▼
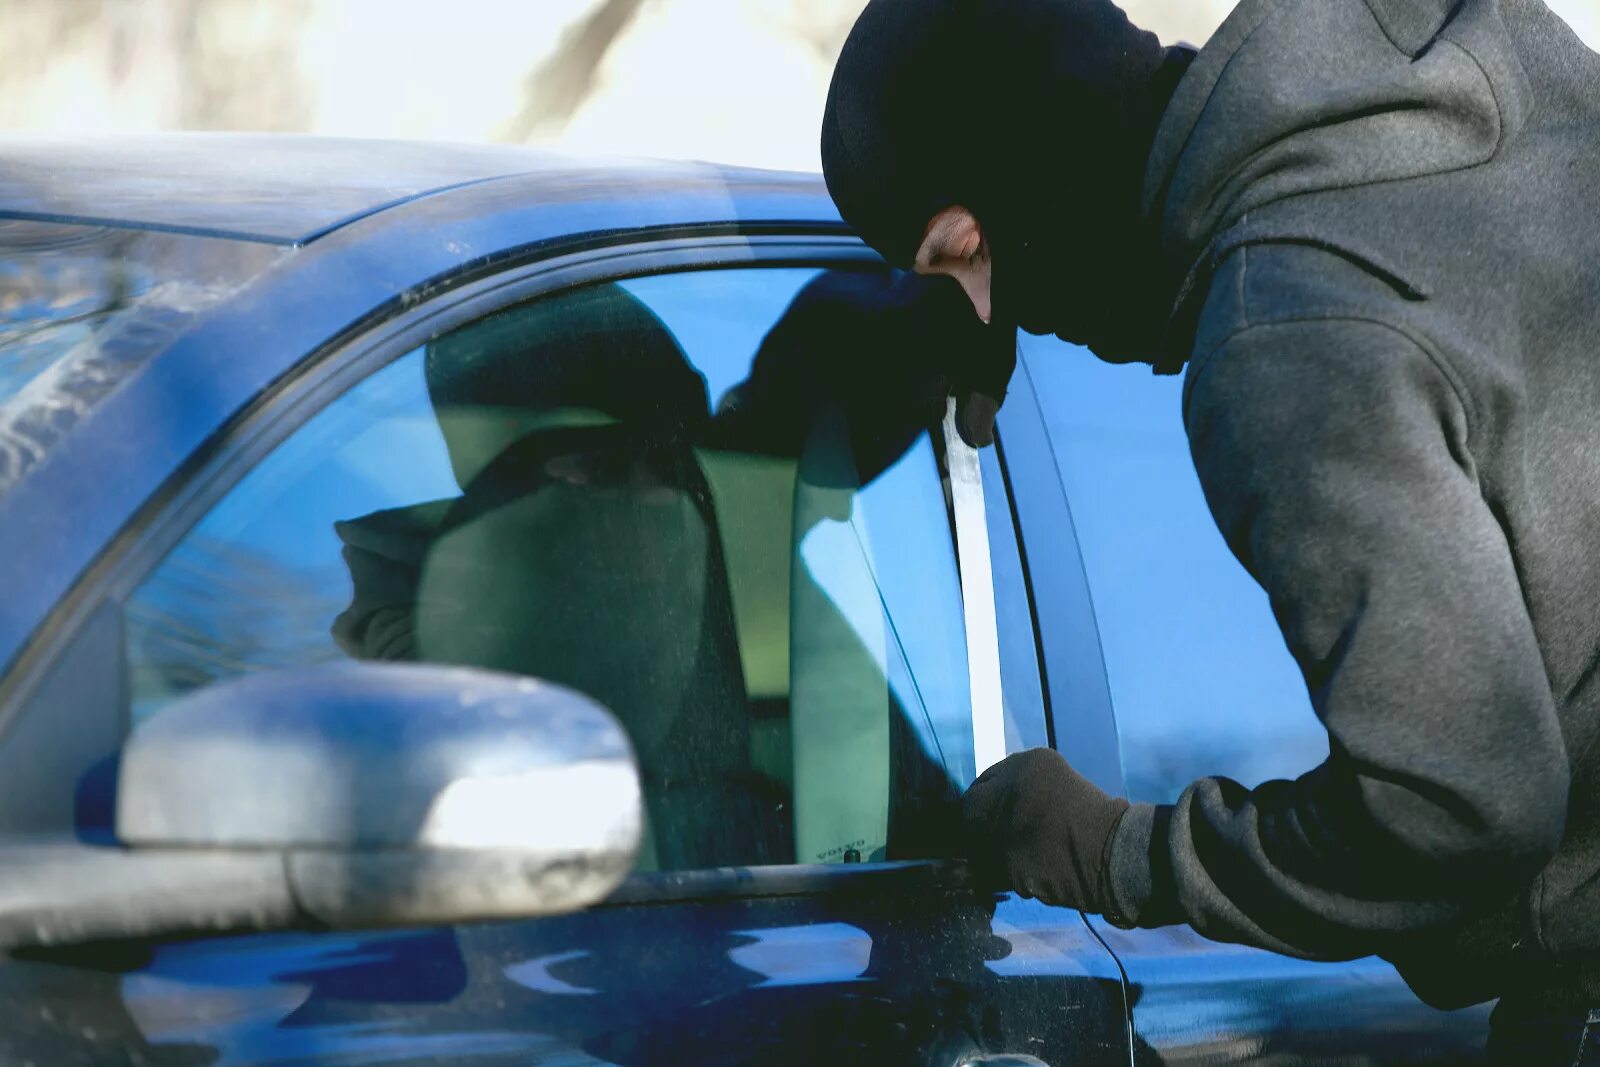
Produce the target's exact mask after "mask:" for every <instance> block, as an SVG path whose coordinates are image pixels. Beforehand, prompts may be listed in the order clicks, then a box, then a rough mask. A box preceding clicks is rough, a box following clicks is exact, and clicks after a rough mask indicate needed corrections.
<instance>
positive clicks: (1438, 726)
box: [1112, 320, 1568, 958]
mask: <svg viewBox="0 0 1600 1067" xmlns="http://www.w3.org/2000/svg"><path fill="white" fill-rule="evenodd" d="M1186 421H1187V427H1189V438H1190V448H1192V453H1194V461H1195V467H1197V470H1198V474H1200V482H1202V486H1203V490H1205V494H1206V501H1208V502H1210V507H1211V512H1213V515H1214V518H1216V522H1218V525H1219V528H1221V531H1222V534H1224V537H1226V539H1227V544H1229V545H1230V549H1232V550H1234V553H1235V555H1237V557H1238V560H1240V561H1242V563H1243V565H1245V568H1246V569H1248V571H1250V573H1251V574H1253V576H1254V577H1256V581H1259V582H1261V585H1262V587H1264V589H1266V590H1267V593H1269V597H1270V601H1272V609H1274V614H1275V617H1277V621H1278V625H1280V627H1282V630H1283V637H1285V641H1286V643H1288V648H1290V651H1291V653H1293V656H1294V659H1296V662H1298V664H1299V669H1301V672H1302V673H1304V678H1306V685H1307V688H1309V689H1310V697H1312V705H1314V709H1315V712H1317V715H1318V718H1320V720H1322V723H1323V726H1326V729H1328V741H1330V752H1331V755H1330V757H1328V760H1326V761H1325V763H1323V765H1322V766H1318V768H1315V769H1312V771H1309V773H1307V774H1304V776H1301V777H1299V779H1296V781H1272V782H1266V784H1262V785H1259V787H1258V789H1245V787H1243V785H1240V784H1237V782H1232V781H1227V779H1221V777H1214V779H1202V781H1198V782H1194V784H1192V785H1190V787H1189V789H1187V790H1184V793H1182V795H1181V798H1179V800H1178V803H1176V805H1171V806H1152V805H1136V806H1134V808H1133V809H1131V811H1130V814H1128V817H1126V819H1125V821H1123V825H1122V827H1120V829H1118V833H1117V838H1115V843H1114V849H1112V881H1114V894H1115V897H1117V907H1118V910H1120V912H1122V915H1118V917H1114V921H1117V923H1120V925H1128V926H1133V925H1138V926H1160V925H1168V923H1189V925H1192V926H1194V928H1195V929H1197V931H1198V933H1202V934H1205V936H1208V937H1213V939H1218V941H1234V942H1243V944H1251V945H1259V947H1266V949H1272V950H1277V952H1285V953H1291V955H1302V957H1312V958H1352V957H1360V955H1368V953H1373V952H1382V950H1384V949H1386V945H1387V944H1390V939H1392V937H1394V936H1397V934H1408V933H1416V931H1421V929H1424V928H1430V926H1437V925H1442V923H1448V921H1453V920H1456V918H1459V917H1462V915H1466V913H1469V912H1474V910H1477V909H1480V907H1491V905H1494V904H1498V902H1499V901H1501V899H1504V897H1507V896H1510V894H1512V893H1514V891H1517V889H1518V888H1522V886H1525V885H1526V881H1528V880H1531V878H1533V877H1534V875H1536V872H1538V870H1539V869H1541V867H1542V865H1544V862H1546V861H1547V859H1549V857H1550V856H1552V854H1554V851H1555V848H1557V845H1558V841H1560V835H1562V829H1563V821H1565V813H1566V790H1568V760H1566V752H1565V747H1563V741H1562V733H1560V728H1558V725H1557V718H1555V707H1554V701H1552V696H1550V689H1549V683H1547V678H1546V673H1544V667H1542V659H1541V654H1539V646H1538V643H1536V640H1534V633H1533V625H1531V622H1530V617H1528V613H1526V609H1525V605H1523V598H1522V593H1520V589H1518V581H1517V571H1515V563H1514V558H1512V553H1510V550H1509V547H1507V541H1506V533H1504V530H1502V528H1501V525H1499V522H1496V517H1494V510H1493V507H1491V506H1490V504H1488V502H1486V501H1485V499H1483V496H1482V493H1480V488H1478V483H1477V477H1475V469H1474V462H1472V456H1470V453H1469V448H1467V442H1469V435H1470V410H1469V406H1467V403H1466V402H1464V400H1462V394H1459V392H1458V390H1456V389H1454V387H1453V384H1451V378H1450V376H1448V374H1446V373H1445V370H1443V368H1442V365H1440V363H1437V362H1435V358H1434V357H1430V355H1429V354H1427V352H1426V350H1422V349H1421V347H1419V346H1418V344H1416V342H1414V341H1411V339H1410V338H1408V336H1406V334H1403V333H1400V331H1397V330H1394V328H1389V326H1384V325H1381V323H1376V322H1365V320H1317V322H1291V323H1277V325H1258V326H1251V328H1248V330H1245V331H1242V333H1237V334H1234V336H1232V338H1230V339H1227V341H1226V342H1222V344H1221V347H1219V349H1216V350H1214V352H1213V354H1211V355H1210V358H1208V360H1205V362H1203V363H1197V365H1195V366H1194V368H1192V370H1190V384H1189V395H1187V400H1186Z"/></svg>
▲
#### [Action item]
The pictures in the listing above are to be dropped, and everything else reproduced exactly.

#### [Response to the task]
Produce the target's exact mask after "mask:" for every <instance> block, as an SVG path whose coordinates are image pixels. Beforehand, prompts may be listed in the order clicks, then a box, then a rough mask. A box preceding clicks is rough, a box following clicks is exact, and clicks after a rough mask indicate needed corrections.
<instance>
positive clicks: (1438, 726)
box: [1112, 320, 1568, 958]
mask: <svg viewBox="0 0 1600 1067" xmlns="http://www.w3.org/2000/svg"><path fill="white" fill-rule="evenodd" d="M1186 421H1187V427H1189V438H1190V448H1192V453H1194V461H1195V467H1197V470H1198V474H1200V482H1202V486H1203V490H1205V494H1206V501H1208V502H1210V507H1211V512H1213V515H1214V518H1216V522H1218V525H1219V528H1221V531H1222V534H1224V537H1226V539H1227V544H1229V545H1230V549H1232V550H1234V553H1235V555H1237V557H1238V560H1240V561H1242V563H1243V565H1245V568H1246V569H1248V571H1250V573H1251V574H1253V576H1254V577H1256V581H1259V582H1261V585H1262V587H1264V589H1266V590H1267V593H1269V597H1270V601H1272V609H1274V614H1275V617H1277V621H1278V625H1280V627H1282V630H1283V637H1285V641H1286V643H1288V648H1290V651H1291V653H1293V656H1294V659H1296V662H1298V664H1299V669H1301V672H1302V673H1304V678H1306V685H1307V688H1309V689H1310V697H1312V705H1314V709H1315V712H1317V715H1318V718H1320V720H1322V723H1323V726H1326V729H1328V741H1330V752H1331V755H1330V757H1328V760H1326V761H1325V763H1323V765H1322V766H1318V768H1315V769H1312V771H1309V773H1307V774H1304V776H1301V777H1299V779H1296V781H1272V782H1266V784H1262V785H1259V787H1258V789H1245V787H1243V785H1240V784H1237V782H1232V781H1227V779H1221V777H1214V779H1202V781H1198V782H1194V784H1192V785H1190V787H1189V789H1187V790H1184V793H1182V795H1181V798H1179V800H1178V803H1176V805H1171V806H1152V805H1136V806H1134V808H1133V809H1131V811H1130V814H1128V817H1126V819H1125V821H1123V825H1122V827H1120V829H1118V833H1117V838H1115V843H1114V849H1112V881H1114V894H1115V897H1117V907H1118V910H1120V912H1122V915H1118V917H1114V921H1117V923H1120V925H1128V926H1133V925H1138V926H1160V925H1168V923H1189V925H1192V926H1194V928H1195V929H1197V931H1198V933H1202V934H1205V936H1208V937H1213V939H1218V941H1234V942H1243V944H1251V945H1259V947H1266V949H1272V950H1277V952H1285V953H1291V955H1302V957H1312V958H1352V957H1360V955H1368V953H1373V952H1382V950H1384V949H1386V945H1387V944H1390V939H1392V937H1394V936H1397V934H1408V933H1416V931H1421V929H1424V928H1430V926H1437V925H1442V923H1448V921H1453V920H1456V918H1459V917H1462V915H1466V913H1469V912H1474V910H1477V909H1480V907H1491V905H1494V904H1498V902H1499V901H1501V899H1504V897H1507V896H1510V894H1512V893H1514V891H1517V889H1518V888H1522V886H1525V885H1526V881H1528V880H1531V878H1533V877H1534V875H1536V872H1538V870H1539V869H1541V867H1542V865H1544V862H1546V861H1547V859H1549V857H1550V856H1552V854H1554V851H1555V848H1557V845H1558V841H1560V835H1562V829H1563V821H1565V813H1566V790H1568V760H1566V752H1565V747H1563V741H1562V733H1560V728H1558V725H1557V718H1555V707H1554V701H1552V696H1550V689H1549V683H1547V678H1546V673H1544V667H1542V659H1541V654H1539V646H1538V643H1536V640H1534V633H1533V625H1531V622H1530V617H1528V613H1526V609H1525V605H1523V598H1522V593H1520V589H1518V581H1517V571H1515V563H1514V558H1512V553H1510V550H1509V547H1507V541H1506V533H1504V530H1502V528H1501V525H1499V522H1496V517H1494V510H1493V507H1491V506H1490V504H1488V502H1486V501H1485V499H1483V496H1482V493H1480V488H1478V483H1477V477H1475V469H1474V462H1472V456H1470V453H1469V448H1467V442H1469V435H1470V410H1469V406H1467V403H1466V402H1464V400H1462V394H1459V392H1458V390H1456V389H1454V387H1453V384H1451V378H1450V376H1448V374H1446V373H1445V370H1443V368H1442V365H1440V363H1437V362H1435V358H1434V357H1430V355H1429V354H1427V352H1426V350H1422V349H1421V347H1419V346H1418V344H1416V342H1414V341H1411V339H1410V338H1408V336H1406V334H1403V333H1400V331H1397V330H1394V328H1389V326H1384V325H1381V323H1376V322H1365V320H1317V322H1291V323H1277V325H1258V326H1251V328H1248V330H1245V331H1242V333H1237V334H1234V336H1232V338H1230V339H1227V341H1226V342H1222V344H1221V347H1219V349H1216V350H1214V352H1213V354H1211V355H1210V358H1208V360H1205V362H1203V363H1197V365H1195V366H1194V368H1192V370H1190V384H1189V395H1187V400H1186Z"/></svg>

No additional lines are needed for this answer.